### Given problem
List every line in the entries below that contains the string "region". Matches must have the same uppercase and lowercase letters.

### Material provided
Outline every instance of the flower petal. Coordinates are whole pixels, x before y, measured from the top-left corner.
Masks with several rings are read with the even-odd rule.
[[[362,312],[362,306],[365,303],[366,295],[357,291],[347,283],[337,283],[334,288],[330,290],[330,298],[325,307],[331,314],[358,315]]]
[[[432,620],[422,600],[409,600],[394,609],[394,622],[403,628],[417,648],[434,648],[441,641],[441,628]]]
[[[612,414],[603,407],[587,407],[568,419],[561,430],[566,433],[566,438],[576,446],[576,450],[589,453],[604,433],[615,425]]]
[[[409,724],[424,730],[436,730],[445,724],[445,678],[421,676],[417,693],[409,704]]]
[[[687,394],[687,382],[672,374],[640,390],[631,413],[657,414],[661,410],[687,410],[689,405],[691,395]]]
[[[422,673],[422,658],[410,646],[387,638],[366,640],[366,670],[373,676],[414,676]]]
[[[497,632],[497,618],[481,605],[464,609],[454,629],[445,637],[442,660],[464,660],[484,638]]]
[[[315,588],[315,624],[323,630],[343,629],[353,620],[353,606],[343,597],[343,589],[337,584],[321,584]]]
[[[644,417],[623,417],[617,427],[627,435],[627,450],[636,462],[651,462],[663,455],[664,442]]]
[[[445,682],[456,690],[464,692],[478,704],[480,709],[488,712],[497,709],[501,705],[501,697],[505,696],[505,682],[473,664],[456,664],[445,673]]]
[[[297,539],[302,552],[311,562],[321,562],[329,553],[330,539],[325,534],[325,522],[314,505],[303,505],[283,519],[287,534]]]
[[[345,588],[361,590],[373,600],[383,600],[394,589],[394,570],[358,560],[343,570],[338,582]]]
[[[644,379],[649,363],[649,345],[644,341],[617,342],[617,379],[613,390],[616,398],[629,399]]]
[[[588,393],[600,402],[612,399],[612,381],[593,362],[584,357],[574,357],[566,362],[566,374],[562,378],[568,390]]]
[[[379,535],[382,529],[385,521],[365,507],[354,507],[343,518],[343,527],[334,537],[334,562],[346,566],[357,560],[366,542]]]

* * *

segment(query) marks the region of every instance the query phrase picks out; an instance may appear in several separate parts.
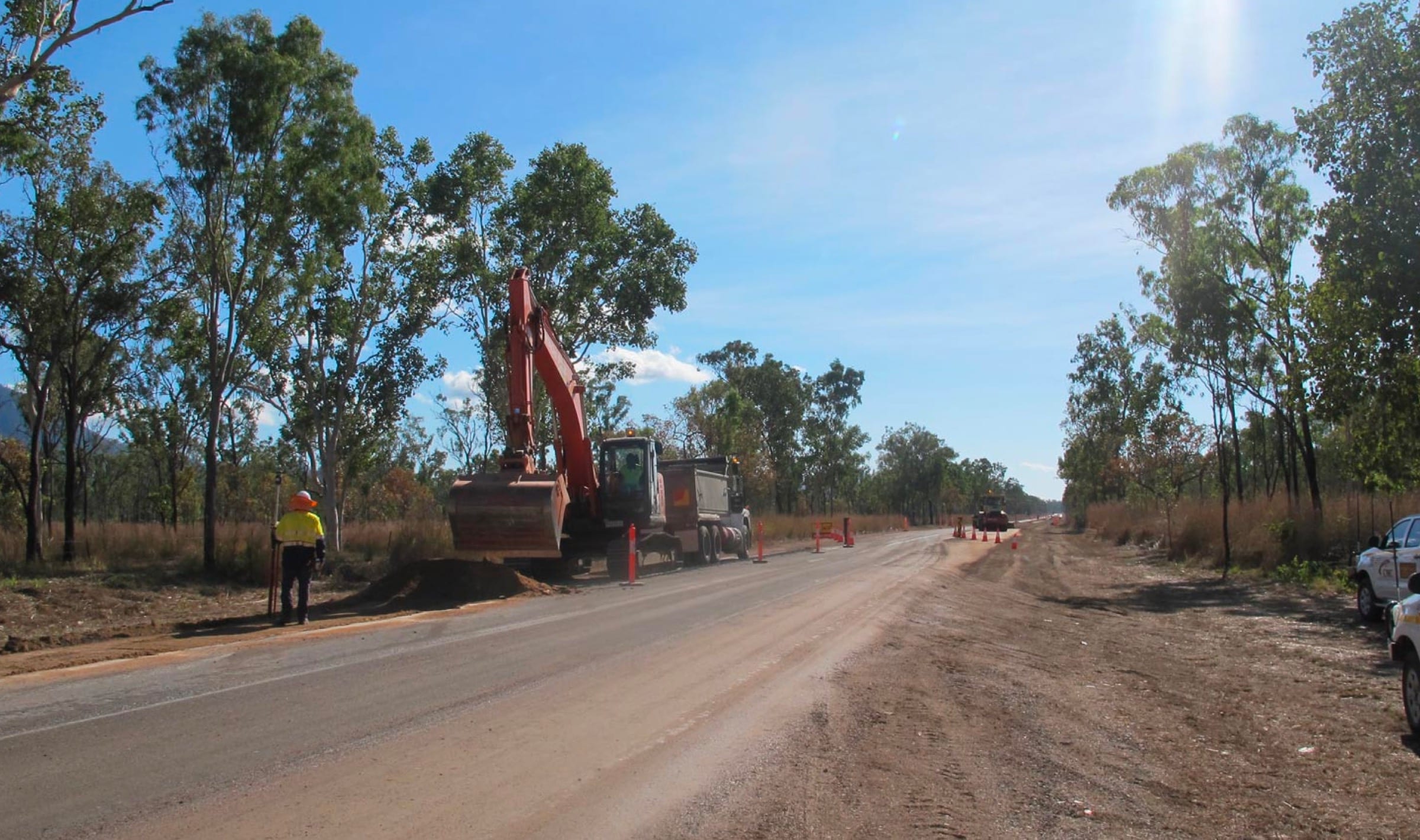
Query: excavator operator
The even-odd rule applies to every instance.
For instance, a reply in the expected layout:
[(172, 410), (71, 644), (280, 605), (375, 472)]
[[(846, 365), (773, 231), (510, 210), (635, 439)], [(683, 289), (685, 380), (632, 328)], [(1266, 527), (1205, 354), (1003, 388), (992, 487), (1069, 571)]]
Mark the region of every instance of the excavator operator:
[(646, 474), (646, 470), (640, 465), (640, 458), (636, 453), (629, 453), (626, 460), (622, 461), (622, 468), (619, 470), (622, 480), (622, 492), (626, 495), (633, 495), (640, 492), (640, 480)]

### Expected output
segment(query) marks the region of every instance the query phrase picks out; an instance may appear in several separate parts.
Mark the region of every instance of the excavator operator:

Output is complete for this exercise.